**Task to carry out**
Lay out every one of the lines below as a numbered list, skipping any blank lines.

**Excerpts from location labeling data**
——————————

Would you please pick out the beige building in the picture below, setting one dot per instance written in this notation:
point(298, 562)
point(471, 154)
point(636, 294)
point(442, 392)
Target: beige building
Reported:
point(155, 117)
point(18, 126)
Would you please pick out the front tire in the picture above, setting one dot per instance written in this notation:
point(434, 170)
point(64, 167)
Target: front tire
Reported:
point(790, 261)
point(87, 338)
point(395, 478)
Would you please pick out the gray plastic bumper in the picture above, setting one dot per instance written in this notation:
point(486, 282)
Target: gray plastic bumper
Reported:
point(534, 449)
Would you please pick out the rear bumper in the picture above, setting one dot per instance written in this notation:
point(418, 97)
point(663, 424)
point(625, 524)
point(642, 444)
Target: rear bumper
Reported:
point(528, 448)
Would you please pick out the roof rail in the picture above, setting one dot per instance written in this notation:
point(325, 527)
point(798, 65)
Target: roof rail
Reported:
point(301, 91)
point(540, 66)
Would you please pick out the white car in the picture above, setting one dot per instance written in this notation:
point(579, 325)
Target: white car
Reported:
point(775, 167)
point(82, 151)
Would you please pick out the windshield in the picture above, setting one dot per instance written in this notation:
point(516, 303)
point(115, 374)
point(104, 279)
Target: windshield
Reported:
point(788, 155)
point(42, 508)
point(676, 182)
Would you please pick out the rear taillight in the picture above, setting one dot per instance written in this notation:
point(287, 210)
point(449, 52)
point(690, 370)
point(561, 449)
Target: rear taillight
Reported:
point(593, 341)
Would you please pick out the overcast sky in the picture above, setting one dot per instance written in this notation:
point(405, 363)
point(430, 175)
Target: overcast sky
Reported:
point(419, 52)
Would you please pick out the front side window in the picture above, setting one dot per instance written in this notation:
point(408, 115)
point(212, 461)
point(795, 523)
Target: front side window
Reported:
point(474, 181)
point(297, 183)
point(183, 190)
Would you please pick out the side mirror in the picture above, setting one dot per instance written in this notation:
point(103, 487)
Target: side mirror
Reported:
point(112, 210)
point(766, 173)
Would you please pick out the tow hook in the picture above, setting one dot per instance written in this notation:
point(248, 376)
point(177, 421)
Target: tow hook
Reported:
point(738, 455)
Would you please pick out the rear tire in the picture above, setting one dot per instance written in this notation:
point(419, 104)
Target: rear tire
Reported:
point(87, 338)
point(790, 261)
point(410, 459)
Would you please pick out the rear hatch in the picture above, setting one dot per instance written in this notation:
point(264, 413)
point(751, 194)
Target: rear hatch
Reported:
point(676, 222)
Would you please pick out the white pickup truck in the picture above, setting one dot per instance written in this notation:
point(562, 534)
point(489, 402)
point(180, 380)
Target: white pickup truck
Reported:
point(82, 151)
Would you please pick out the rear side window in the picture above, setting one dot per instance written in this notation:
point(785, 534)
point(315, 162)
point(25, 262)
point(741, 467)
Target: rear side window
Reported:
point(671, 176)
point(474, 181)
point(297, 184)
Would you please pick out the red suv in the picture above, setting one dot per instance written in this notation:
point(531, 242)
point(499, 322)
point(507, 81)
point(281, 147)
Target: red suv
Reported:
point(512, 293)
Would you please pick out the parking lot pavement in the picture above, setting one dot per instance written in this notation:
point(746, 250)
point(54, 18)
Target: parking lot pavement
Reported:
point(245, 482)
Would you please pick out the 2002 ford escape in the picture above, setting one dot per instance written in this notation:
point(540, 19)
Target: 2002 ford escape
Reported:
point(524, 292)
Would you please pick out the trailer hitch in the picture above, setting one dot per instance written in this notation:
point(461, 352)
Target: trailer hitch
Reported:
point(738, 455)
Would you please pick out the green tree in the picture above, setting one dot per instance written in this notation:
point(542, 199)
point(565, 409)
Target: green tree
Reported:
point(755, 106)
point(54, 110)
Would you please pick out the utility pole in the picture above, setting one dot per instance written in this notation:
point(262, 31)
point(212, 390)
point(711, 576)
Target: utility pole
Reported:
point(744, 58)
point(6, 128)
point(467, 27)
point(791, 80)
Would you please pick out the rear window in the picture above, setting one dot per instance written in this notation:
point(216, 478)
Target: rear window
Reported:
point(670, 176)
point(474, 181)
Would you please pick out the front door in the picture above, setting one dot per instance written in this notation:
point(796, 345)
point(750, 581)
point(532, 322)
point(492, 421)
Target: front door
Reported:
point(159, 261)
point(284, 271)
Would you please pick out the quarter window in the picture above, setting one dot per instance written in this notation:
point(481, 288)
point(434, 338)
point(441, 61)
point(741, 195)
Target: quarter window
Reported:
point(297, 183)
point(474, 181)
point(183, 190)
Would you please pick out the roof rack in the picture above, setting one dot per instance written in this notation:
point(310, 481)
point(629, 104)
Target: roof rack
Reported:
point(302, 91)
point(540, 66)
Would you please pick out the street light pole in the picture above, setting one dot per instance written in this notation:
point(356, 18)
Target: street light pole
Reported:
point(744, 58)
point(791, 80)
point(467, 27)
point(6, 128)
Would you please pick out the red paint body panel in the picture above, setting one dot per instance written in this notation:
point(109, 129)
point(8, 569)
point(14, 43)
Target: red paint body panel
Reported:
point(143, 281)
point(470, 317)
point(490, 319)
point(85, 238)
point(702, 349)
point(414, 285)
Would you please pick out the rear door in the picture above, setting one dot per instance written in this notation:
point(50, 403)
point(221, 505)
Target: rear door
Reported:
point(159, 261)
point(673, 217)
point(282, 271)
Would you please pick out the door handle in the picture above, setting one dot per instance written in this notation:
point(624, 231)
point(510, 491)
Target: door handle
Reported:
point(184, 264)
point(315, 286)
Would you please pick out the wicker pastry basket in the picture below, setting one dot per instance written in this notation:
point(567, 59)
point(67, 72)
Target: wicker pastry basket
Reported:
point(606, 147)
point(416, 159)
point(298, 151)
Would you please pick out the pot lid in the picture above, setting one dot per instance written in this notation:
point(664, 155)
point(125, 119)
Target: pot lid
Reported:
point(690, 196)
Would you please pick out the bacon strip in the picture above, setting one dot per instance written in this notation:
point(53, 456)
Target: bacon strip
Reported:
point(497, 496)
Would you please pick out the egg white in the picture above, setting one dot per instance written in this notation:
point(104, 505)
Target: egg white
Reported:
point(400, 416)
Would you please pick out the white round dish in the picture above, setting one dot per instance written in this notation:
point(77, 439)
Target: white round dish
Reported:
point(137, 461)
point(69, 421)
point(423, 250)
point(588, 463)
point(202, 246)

——————————

**Exercise solution**
1. Would you please pick out the beige building in the picture below, setting one dot per instance written in this notation:
2. point(298, 562)
3. point(471, 154)
4. point(636, 294)
5. point(442, 392)
6. Target: beige building
7. Reported:
8. point(155, 117)
9. point(18, 126)
10. Would you please pick out the front tire in the picture above, setting one dot per instance written in this notation:
11. point(434, 170)
12. point(64, 167)
13. Target: front tire
14. Reported:
15. point(790, 261)
16. point(87, 338)
17. point(395, 478)
18. Would you please pick out the gray plastic bumper in the picture above, setting one dot per instance written in this notation:
19. point(486, 282)
20. Target: gray plastic bumper
21. Reported:
22. point(534, 449)
23. Would you please pick out the rear bumper in the picture above, setting one dot per instance written in this notation:
24. point(418, 97)
25. point(663, 424)
26. point(625, 524)
27. point(642, 444)
28. Target: rear bumper
29. Reported:
30. point(528, 448)
31. Would you please pick out the roof rail in the picture above, setting one dot per instance written in this notation:
32. point(325, 527)
33. point(798, 65)
34. Target: roof rail
35. Reported:
36. point(301, 91)
37. point(540, 66)
38. Would you please pick out the white car in the picture above, setting one dot per instance written in this notation:
39. point(579, 325)
40. Target: white car
41. Reported:
42. point(775, 167)
43. point(82, 151)
44. Would you please pick out the windshield in the picture above, setting one dot per instance written in this notation:
45. point(516, 303)
46. point(115, 374)
47. point(104, 279)
48. Target: windshield
49. Reported:
50. point(788, 155)
51. point(42, 508)
52. point(676, 182)
53. Would you please pick out the rear taillight in the picture above, setting one dot per instance written in this notation:
54. point(287, 210)
55. point(449, 52)
56. point(690, 370)
57. point(561, 449)
58. Target: rear taillight
59. Reported:
60. point(593, 341)
61. Would you please pick out the overcast sky in the picture above, setting one dot per instance written in this notation:
62. point(405, 363)
63. point(430, 175)
64. Target: overcast sky
65. Reported:
66. point(419, 52)
67. Would you please pick out the front side window in the picture above, setting one dot per instance written in this notation:
68. point(408, 115)
69. point(212, 461)
70. point(795, 523)
71. Target: front side window
72. Reported:
73. point(474, 181)
74. point(297, 183)
75. point(183, 190)
76. Would you please pick out the side mirror in the picture above, setting one dot per instance written in this notation:
77. point(103, 487)
78. Target: side mirror
79. Reported:
80. point(112, 210)
81. point(766, 173)
82. Would you please pick out the tow hook in the picture above, setting one dot per instance written in this notation:
83. point(248, 376)
84. point(177, 421)
85. Target: tow hook
86. Reported:
87. point(738, 455)
88. Would you please pick out the rear tire in the picture above, setting one dot per instance written in this notation:
89. point(419, 104)
90. Target: rear tire
91. Reported:
92. point(87, 338)
93. point(790, 261)
94. point(410, 459)
95. Would you please pick out the rear hatch in the picture above, setting one dot per instance written in this notation:
96. point(264, 413)
97. point(751, 194)
98. Target: rear hatch
99. Reported:
100. point(676, 222)
101. Would you please pick out the white pickup truck in the picture above, setting one dot per instance written in this notation:
102. point(562, 534)
103. point(489, 402)
104. point(180, 380)
105. Target: white pickup truck
106. Reported:
107. point(82, 151)
108. Would you please pick out the rear side window in the picture above, setting one dot per instance written in this notation:
109. point(785, 534)
110. point(315, 162)
111. point(25, 262)
112. point(741, 467)
113. Target: rear side window
114. Reported:
115. point(671, 176)
116. point(474, 181)
117. point(297, 184)
118. Would you please pick out the red suv in the picture above, setting one dot per instance written in this notation:
119. point(531, 242)
120. point(499, 322)
121. point(507, 81)
122. point(281, 147)
123. Target: red suv
124. Reported:
125. point(512, 293)
126. Would you please pick out the parking lot pavement in the picture above, setting one dot per instance written in this notation:
127. point(746, 250)
128. point(54, 18)
129. Target: parking lot pavement
130. Reported:
131. point(245, 482)
132. Would you please pick out the 2002 ford escape in the picture above, setting one dot per instance written in this notation:
133. point(540, 19)
134. Target: 2002 ford escape
135. Reported:
136. point(524, 292)
137. Would you please pick out the trailer hitch in the picture above, setting one dot per instance written in this notation:
138. point(461, 352)
139. Target: trailer hitch
140. Reported:
141. point(738, 455)
142. Would you please pick out the green tree in the picture above, setting one dot per instance written in this notation:
143. point(542, 199)
144. point(565, 409)
145. Target: green tree
146. Reported:
147. point(755, 106)
148. point(54, 110)
149. Would you please pick out the utility pole in the picture above, setting one dot per instance written in this notation:
150. point(262, 31)
151. point(212, 390)
152. point(711, 576)
153. Target: utility pole
154. Reported:
155. point(744, 58)
156. point(6, 128)
157. point(467, 27)
158. point(791, 80)
159. Would you please pick out the rear window in the picture above, setting one dot per instance written in this notation:
160. point(216, 478)
161. Target: rear window
162. Reported:
163. point(670, 176)
164. point(474, 181)
165. Would you please pick out the front door in the picture above, setting one dot per instance written in this notation:
166. point(796, 345)
167. point(750, 581)
168. point(532, 322)
169. point(492, 421)
170. Target: front door
171. Reported:
172. point(159, 261)
173. point(284, 271)
174. Would you please pick out the quarter window in the picture above, setting one dot per instance written in this notation:
175. point(481, 288)
176. point(434, 338)
177. point(441, 61)
178. point(741, 195)
179. Target: quarter window
180. Reported:
181. point(297, 183)
182. point(474, 181)
183. point(183, 190)
184. Would you please pick out the roof rack in the picture above, setting one dot per instance written in this notation:
185. point(310, 481)
186. point(629, 104)
187. Target: roof rack
188. Reported:
189. point(302, 91)
190. point(540, 66)
191. Would you please pick out the street light pole in the picture above, setting one dot per instance written in this notation:
192. point(356, 18)
193. Target: street light pole
194. Reported:
195. point(744, 58)
196. point(791, 80)
197. point(467, 27)
198. point(6, 128)
199. Would you please pick out the red paint body panel in the picture above, setting one dot per instance written in this notation:
200. point(109, 129)
201. point(8, 569)
202. point(14, 43)
203. Target: red paint body panel
204. Reported:
205. point(143, 281)
206. point(470, 317)
207. point(490, 319)
208. point(85, 238)
209. point(702, 349)
210. point(414, 285)
211. Would you please pick out the rear door in the picture above, setting one dot per instance written in this notation:
212. point(50, 403)
213. point(221, 505)
214. Target: rear door
215. Reported:
216. point(159, 261)
217. point(673, 217)
218. point(282, 271)
219. Would you please pick out the door handle in the picture above, setting one dot per instance written in this notation:
220. point(624, 231)
221. point(510, 491)
222. Target: door handle
223. Reported:
224. point(184, 264)
225. point(315, 286)
226. Would you please pick out the wicker pastry basket in the picture below, setting one dot per instance written in this notation:
227. point(567, 59)
228. point(67, 72)
229. Target: wicker pastry basket
230. Reported:
231. point(606, 147)
232. point(416, 159)
233. point(298, 151)
234. Would you please pick out the pot lid in the picture above, setting one dot per instance written in this notation:
235. point(664, 155)
236. point(125, 119)
237. Target: pot lid
238. Reported:
239. point(690, 196)
240. Would you please pick out the bacon strip in the picture above, setting one dot per instance written in this notation:
241. point(53, 456)
242. Target: bacon strip
243. Reported:
244. point(497, 496)
245. Would you please pick out the egg white in the picture above, setting one dot per instance written in this notation:
246. point(104, 505)
247. Target: egg white
248. Reported:
249. point(400, 416)
250. Would you please pick out the white round dish in the picture above, setting one dot per instance written in this notation:
251. point(77, 439)
252. Target: white round dish
253. Reported:
254. point(137, 461)
255. point(69, 421)
256. point(423, 250)
257. point(588, 463)
258. point(202, 246)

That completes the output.